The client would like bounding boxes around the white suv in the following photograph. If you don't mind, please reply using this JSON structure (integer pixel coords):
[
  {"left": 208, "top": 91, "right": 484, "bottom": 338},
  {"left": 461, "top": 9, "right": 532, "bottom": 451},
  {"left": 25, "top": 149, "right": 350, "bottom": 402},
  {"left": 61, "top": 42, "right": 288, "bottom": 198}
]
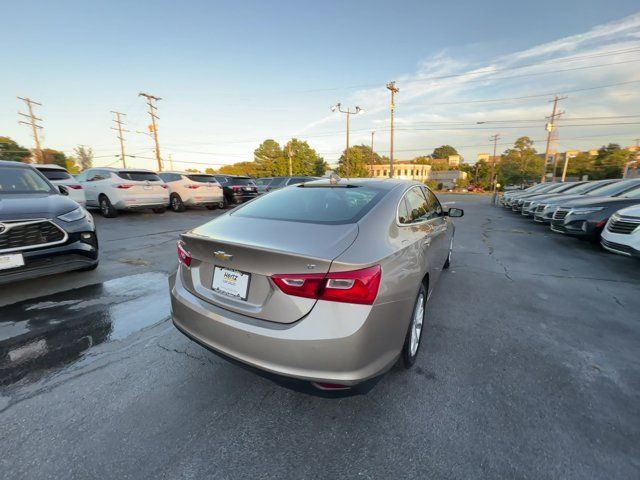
[
  {"left": 601, "top": 204, "right": 640, "bottom": 257},
  {"left": 77, "top": 168, "right": 169, "bottom": 217},
  {"left": 158, "top": 172, "right": 224, "bottom": 212},
  {"left": 35, "top": 164, "right": 86, "bottom": 206}
]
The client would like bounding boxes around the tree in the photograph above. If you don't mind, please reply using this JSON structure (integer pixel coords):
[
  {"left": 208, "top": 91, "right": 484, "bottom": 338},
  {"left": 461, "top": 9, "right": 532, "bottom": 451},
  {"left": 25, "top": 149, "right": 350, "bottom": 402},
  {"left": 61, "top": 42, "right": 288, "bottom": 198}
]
[
  {"left": 185, "top": 168, "right": 200, "bottom": 173},
  {"left": 74, "top": 145, "right": 94, "bottom": 171},
  {"left": 65, "top": 156, "right": 80, "bottom": 174},
  {"left": 0, "top": 136, "right": 31, "bottom": 162},
  {"left": 254, "top": 139, "right": 285, "bottom": 176},
  {"left": 590, "top": 144, "right": 632, "bottom": 179},
  {"left": 284, "top": 138, "right": 326, "bottom": 176},
  {"left": 498, "top": 136, "right": 541, "bottom": 186},
  {"left": 432, "top": 145, "right": 458, "bottom": 160},
  {"left": 429, "top": 159, "right": 449, "bottom": 171},
  {"left": 413, "top": 155, "right": 432, "bottom": 165},
  {"left": 41, "top": 149, "right": 68, "bottom": 168},
  {"left": 565, "top": 152, "right": 594, "bottom": 179},
  {"left": 336, "top": 144, "right": 380, "bottom": 177},
  {"left": 204, "top": 168, "right": 216, "bottom": 174}
]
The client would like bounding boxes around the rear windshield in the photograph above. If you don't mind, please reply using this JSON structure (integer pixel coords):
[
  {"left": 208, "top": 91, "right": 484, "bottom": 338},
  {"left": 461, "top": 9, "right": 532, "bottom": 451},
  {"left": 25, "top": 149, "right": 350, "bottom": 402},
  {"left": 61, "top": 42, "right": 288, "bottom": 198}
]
[
  {"left": 187, "top": 174, "right": 218, "bottom": 183},
  {"left": 232, "top": 185, "right": 386, "bottom": 224},
  {"left": 556, "top": 182, "right": 585, "bottom": 192},
  {"left": 117, "top": 171, "right": 162, "bottom": 182},
  {"left": 38, "top": 168, "right": 72, "bottom": 181},
  {"left": 0, "top": 167, "right": 55, "bottom": 194},
  {"left": 227, "top": 177, "right": 254, "bottom": 186}
]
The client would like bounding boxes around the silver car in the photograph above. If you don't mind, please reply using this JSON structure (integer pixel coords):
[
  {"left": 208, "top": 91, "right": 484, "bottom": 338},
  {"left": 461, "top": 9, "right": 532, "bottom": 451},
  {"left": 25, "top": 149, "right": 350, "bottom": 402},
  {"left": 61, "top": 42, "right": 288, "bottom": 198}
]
[{"left": 169, "top": 178, "right": 463, "bottom": 390}]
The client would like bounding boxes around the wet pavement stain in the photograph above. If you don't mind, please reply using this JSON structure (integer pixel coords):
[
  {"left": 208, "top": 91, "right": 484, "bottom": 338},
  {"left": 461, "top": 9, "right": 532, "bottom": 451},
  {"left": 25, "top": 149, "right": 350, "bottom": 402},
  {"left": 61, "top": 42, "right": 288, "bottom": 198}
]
[{"left": 0, "top": 272, "right": 170, "bottom": 386}]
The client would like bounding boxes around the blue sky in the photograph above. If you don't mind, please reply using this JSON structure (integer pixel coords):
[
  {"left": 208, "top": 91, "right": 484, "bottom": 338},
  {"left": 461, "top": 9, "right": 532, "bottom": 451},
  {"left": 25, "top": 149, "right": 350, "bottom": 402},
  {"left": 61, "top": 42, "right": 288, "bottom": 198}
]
[{"left": 2, "top": 0, "right": 640, "bottom": 170}]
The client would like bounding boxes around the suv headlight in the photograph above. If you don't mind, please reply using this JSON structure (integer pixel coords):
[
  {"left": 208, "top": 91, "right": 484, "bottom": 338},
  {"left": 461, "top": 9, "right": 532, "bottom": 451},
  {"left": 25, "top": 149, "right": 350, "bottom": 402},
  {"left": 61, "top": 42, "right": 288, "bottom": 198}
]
[
  {"left": 569, "top": 207, "right": 605, "bottom": 215},
  {"left": 57, "top": 207, "right": 87, "bottom": 222}
]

- [Your task]:
Everything in the listing is to be returned word for word, except the pictures.

- [Problem solution]:
The client would like bounding boxes around the white suv in the following photograph. If you don't mind, please reply using this JSON structure (integer pixel coords):
[
  {"left": 208, "top": 91, "right": 484, "bottom": 338},
  {"left": 461, "top": 9, "right": 532, "bottom": 451},
  {"left": 25, "top": 149, "right": 350, "bottom": 402},
  {"left": 61, "top": 42, "right": 288, "bottom": 198}
]
[
  {"left": 601, "top": 204, "right": 640, "bottom": 257},
  {"left": 77, "top": 168, "right": 169, "bottom": 217},
  {"left": 158, "top": 172, "right": 224, "bottom": 212},
  {"left": 35, "top": 164, "right": 86, "bottom": 206}
]
The client would like bounding boxes around the tree in the photograph above. If you don't mind, please reply using this JSON structure (integer pixel coords):
[
  {"left": 208, "top": 91, "right": 484, "bottom": 338},
  {"left": 461, "top": 9, "right": 532, "bottom": 451},
  {"left": 25, "top": 149, "right": 350, "bottom": 402},
  {"left": 61, "top": 42, "right": 288, "bottom": 198}
]
[
  {"left": 185, "top": 168, "right": 200, "bottom": 173},
  {"left": 74, "top": 145, "right": 94, "bottom": 171},
  {"left": 65, "top": 156, "right": 80, "bottom": 174},
  {"left": 0, "top": 136, "right": 31, "bottom": 162},
  {"left": 254, "top": 139, "right": 285, "bottom": 176},
  {"left": 590, "top": 144, "right": 632, "bottom": 179},
  {"left": 284, "top": 138, "right": 326, "bottom": 176},
  {"left": 498, "top": 136, "right": 541, "bottom": 186},
  {"left": 432, "top": 145, "right": 458, "bottom": 160},
  {"left": 429, "top": 159, "right": 449, "bottom": 171},
  {"left": 413, "top": 155, "right": 432, "bottom": 165},
  {"left": 41, "top": 149, "right": 68, "bottom": 168},
  {"left": 565, "top": 152, "right": 594, "bottom": 179},
  {"left": 336, "top": 144, "right": 380, "bottom": 177},
  {"left": 204, "top": 168, "right": 216, "bottom": 174}
]
The client would like bounding boxes around the rear windshield in the photograph above. If you don't mind, please reply using this JSON structure (integer pixel coords):
[
  {"left": 208, "top": 91, "right": 484, "bottom": 338},
  {"left": 461, "top": 9, "right": 532, "bottom": 451},
  {"left": 25, "top": 149, "right": 350, "bottom": 402},
  {"left": 61, "top": 42, "right": 288, "bottom": 198}
]
[
  {"left": 187, "top": 174, "right": 218, "bottom": 183},
  {"left": 232, "top": 185, "right": 386, "bottom": 224},
  {"left": 556, "top": 182, "right": 585, "bottom": 192},
  {"left": 117, "top": 171, "right": 162, "bottom": 182},
  {"left": 38, "top": 168, "right": 72, "bottom": 181},
  {"left": 0, "top": 167, "right": 55, "bottom": 194},
  {"left": 227, "top": 177, "right": 254, "bottom": 186}
]
The client would like bounding boxes around the silver car in the photograph above. If you don't mind, please reply using this JSON structure (integer pixel coords):
[
  {"left": 208, "top": 91, "right": 484, "bottom": 338},
  {"left": 461, "top": 9, "right": 532, "bottom": 451},
  {"left": 25, "top": 149, "right": 350, "bottom": 402},
  {"left": 61, "top": 42, "right": 288, "bottom": 198}
]
[{"left": 169, "top": 178, "right": 463, "bottom": 390}]
The client would like bounding boxes around the wet pavement stain in the photograph above. If you don't mind, please reply using this JSON structure (integer pixel coords):
[
  {"left": 208, "top": 91, "right": 484, "bottom": 338},
  {"left": 461, "top": 9, "right": 532, "bottom": 451},
  {"left": 25, "top": 149, "right": 350, "bottom": 402},
  {"left": 61, "top": 42, "right": 288, "bottom": 198}
]
[{"left": 0, "top": 272, "right": 170, "bottom": 386}]
The client would like bounding boxes around the blue sky in the photograph above. If you don't mind, please reply using this JSON structure (integer pixel coords):
[
  {"left": 208, "top": 91, "right": 484, "bottom": 338},
  {"left": 461, "top": 9, "right": 532, "bottom": 451},
  {"left": 25, "top": 149, "right": 350, "bottom": 402},
  {"left": 61, "top": 42, "right": 288, "bottom": 198}
]
[{"left": 2, "top": 0, "right": 640, "bottom": 170}]
The client would like bounding boxes around the suv headlight in the photograph above. If you don't mind, please reply using this JSON structure (integer pixel coords):
[
  {"left": 208, "top": 91, "right": 484, "bottom": 338},
  {"left": 461, "top": 9, "right": 532, "bottom": 451},
  {"left": 25, "top": 149, "right": 350, "bottom": 402},
  {"left": 61, "top": 42, "right": 288, "bottom": 198}
]
[
  {"left": 569, "top": 207, "right": 605, "bottom": 215},
  {"left": 57, "top": 207, "right": 87, "bottom": 222}
]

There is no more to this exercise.